Challenge →
Extract every record, exactly as written, and ignore the pictures.

+===+

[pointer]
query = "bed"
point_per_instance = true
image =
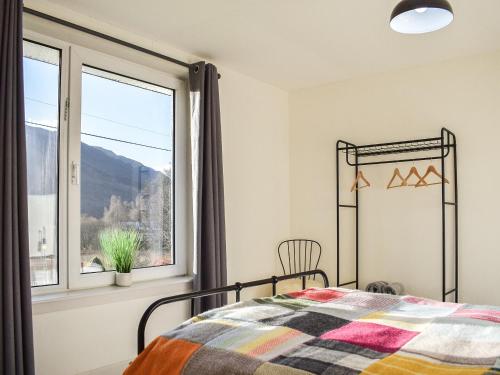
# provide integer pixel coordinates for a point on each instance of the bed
(330, 331)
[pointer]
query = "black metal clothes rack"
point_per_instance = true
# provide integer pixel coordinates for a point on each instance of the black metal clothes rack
(438, 148)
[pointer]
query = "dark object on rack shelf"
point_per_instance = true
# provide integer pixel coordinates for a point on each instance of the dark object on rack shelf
(438, 148)
(384, 287)
(236, 287)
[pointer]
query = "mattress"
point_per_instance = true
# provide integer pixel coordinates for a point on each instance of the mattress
(330, 331)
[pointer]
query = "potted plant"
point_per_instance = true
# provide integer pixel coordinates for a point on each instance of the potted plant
(120, 247)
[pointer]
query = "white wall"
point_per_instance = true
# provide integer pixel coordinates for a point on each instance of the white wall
(400, 229)
(256, 170)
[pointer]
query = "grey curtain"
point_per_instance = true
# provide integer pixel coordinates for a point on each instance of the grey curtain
(16, 344)
(209, 266)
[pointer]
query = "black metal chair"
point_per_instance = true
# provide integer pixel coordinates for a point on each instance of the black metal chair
(298, 255)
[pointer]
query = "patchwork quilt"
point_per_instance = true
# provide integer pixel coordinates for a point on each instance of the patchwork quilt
(330, 331)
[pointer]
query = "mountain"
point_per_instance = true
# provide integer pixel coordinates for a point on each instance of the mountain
(103, 173)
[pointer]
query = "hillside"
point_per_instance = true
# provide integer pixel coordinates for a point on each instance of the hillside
(103, 173)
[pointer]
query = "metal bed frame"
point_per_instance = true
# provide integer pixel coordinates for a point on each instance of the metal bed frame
(236, 287)
(356, 156)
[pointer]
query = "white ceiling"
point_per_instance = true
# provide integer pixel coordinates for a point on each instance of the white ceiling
(299, 43)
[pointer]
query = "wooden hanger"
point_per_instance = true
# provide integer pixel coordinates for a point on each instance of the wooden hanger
(433, 170)
(395, 174)
(413, 172)
(360, 177)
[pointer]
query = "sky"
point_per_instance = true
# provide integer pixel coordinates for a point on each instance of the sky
(109, 109)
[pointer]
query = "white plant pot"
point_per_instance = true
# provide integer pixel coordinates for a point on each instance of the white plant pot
(123, 279)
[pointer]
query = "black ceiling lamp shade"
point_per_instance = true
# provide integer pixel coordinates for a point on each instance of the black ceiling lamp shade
(421, 16)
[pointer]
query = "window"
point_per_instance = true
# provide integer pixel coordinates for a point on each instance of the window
(107, 146)
(41, 90)
(126, 163)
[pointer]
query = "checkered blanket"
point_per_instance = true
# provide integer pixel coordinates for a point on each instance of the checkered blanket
(330, 331)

+===+

Written response →
[pointer]
query = "bed"
point_per_instance = true
image =
# provide integer pixel coordinates for a point on each instance of the bed
(330, 331)
[pointer]
query = "black metal clothes rack"
point_per_instance = true
# provide integer pixel coordinates for a point on each instance of the black metal clothes rack
(438, 148)
[pointer]
query = "dark object on rack shelf"
point_per_instance = true
# provide integer pixel coordinates for a point on each instance of the dark object on rack shelf
(438, 148)
(384, 287)
(236, 287)
[pointer]
query = "mattress"
point_per_instance = true
# provide integer pixel coordinates for a point on each instance of the mattress
(330, 331)
[pointer]
query = "potted plant"
point_per_instance = true
# provide integer pixel coordinates for a point on each instance of the potted plant
(120, 247)
[pointer]
query = "white wall"
point_per_instance = true
# provide integer pixel coordinates for a point on each instance of the white wall
(400, 229)
(256, 170)
[pointer]
query = "grey curtain"
point_per_instance = true
# provide integer pixel coordinates for a point on each instance of the grey curtain
(16, 344)
(209, 266)
[pointer]
query = "black metal chair"
point_per_instance = true
# provide integer pixel coordinates for a point on each instance of the black metal chair
(298, 255)
[pointer]
query = "patchwork quilt"
point_per_instance = true
# provide integer pixel coordinates for a point on each instance of the patchwork quilt
(330, 331)
[pointer]
query = "mountain"
point_per_instance = true
# provide integer pixel coordinates for a point on each instance of the mountain
(103, 173)
[pointer]
query = "hillside"
point_per_instance = true
# provide integer pixel coordinates for a point on each instance of the hillside
(103, 173)
[pointer]
query = "metal bed frame"
point_per_instance = true
# provide integer pixel coordinates for a point on each instance of the metal bed frame
(236, 287)
(356, 156)
[pointer]
query = "white ceiling"
point_per_instance = true
# provide integer pixel coordinates for a point on each instance of the white ceiling
(299, 43)
[pointer]
query = "wooden hanger"
point_per_instance = true
# provide integer pixel coordinates for a point on each instance of the wooden hanger
(433, 170)
(395, 174)
(413, 172)
(360, 177)
[pointer]
query = "sky"
point_per_instance = true
# provide integer pixel coordinates for a point on each instance of the sky
(109, 109)
[pointer]
query = "white plant pot"
point_per_instance = true
# provide integer pixel coordinates for a point on each instance of the white plant pot
(123, 279)
[pointer]
query = "black ceiling lamp shade"
point_per_instance = true
# provide integer pixel coordinates for a point on each instance of the black ceiling lamp shade
(421, 16)
[pointer]
query = "window"
point_per_instance = true
# provide integer pixel coordinates for a point on each instance of the window
(107, 146)
(41, 90)
(126, 163)
[pointer]
query = "checkered blanket"
point_per_instance = true
# provide integer pixel coordinates for a point on each instance of the checkered blanket
(330, 331)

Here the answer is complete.